— Work to complete —
a: Translate this sentence from the passage on Roman burial customs into Spanish: "The common practice in pagan Rome, at the beginning of the Christian era, was to burn the bodies of the dead."
b: Write out the passage on Roman burial customs word for word, starting at "The common practice" and ending at "not been cremated.".

— Provided passage —
__________________________________________________

Answer: All civilized nations, both ancient and modern, have regarded the burial of the dead as a religious rite. In ancient Rome, it took precedence over every other service, whether public or private. The Roman soldier could demand leave of absence from the army, not only to bury his dead, but also for the feast of the purification of the family, called feriae denicales, which occurred nine days after the burial. Not only were the last rites of the dead considered religious or sacred, but the burial place also, by virtue of the laws, enjoyed a religious character. It was quite natural, therefore, that in the nascent Church, the Christians, professing a different religion from the Romans, should also differentiate themselves from the pagans in the manner and place of burying their dead.
The common practice in pagan Rome, at the beginning of the Christian era, was to burn the bodies of the dead. This had not been the ancient custom, even among the Romans, and at the dawn of Christianity there still prevailed among them the practice of cutting off a bone from the corpse, or rescuing one from the fire, in order to deposit it in the earth. The reason for this was that the burial of the ashes of the dead after cremation did not render the burial place sacred; it acquired a religious or sacred character and was brought under the protection of the laws only by the burial of some part or bone of the body that had not been cremated.

__________________________________________________

— Source data —
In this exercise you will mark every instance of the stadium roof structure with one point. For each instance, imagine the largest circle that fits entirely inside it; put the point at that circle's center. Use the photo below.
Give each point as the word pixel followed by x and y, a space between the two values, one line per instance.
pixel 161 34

__________________________________________________

— Per-task outputs —
a: La práctica común en la Roma pagana, a comienzos de la era cristiana, era quemar los cuerpos de los muertos.

b:
The common practice in pagan Rome, at the beginning of the Christian era, was to burn the bodies of the dead. This had not been the ancient custom, even among the Romans, and at the dawn of Christianity there still prevailed among them the practice of cutting off a bone from the corpse, or rescuing one from the fire, in order to deposit it in the earth. The reason for this was that the burial of the ashes of the dead after cremation did not render the burial place sacred; it acquired a religious or sacred character and was brought under the protection of the laws only by the burial of some part or bone of the body that had not been cremated.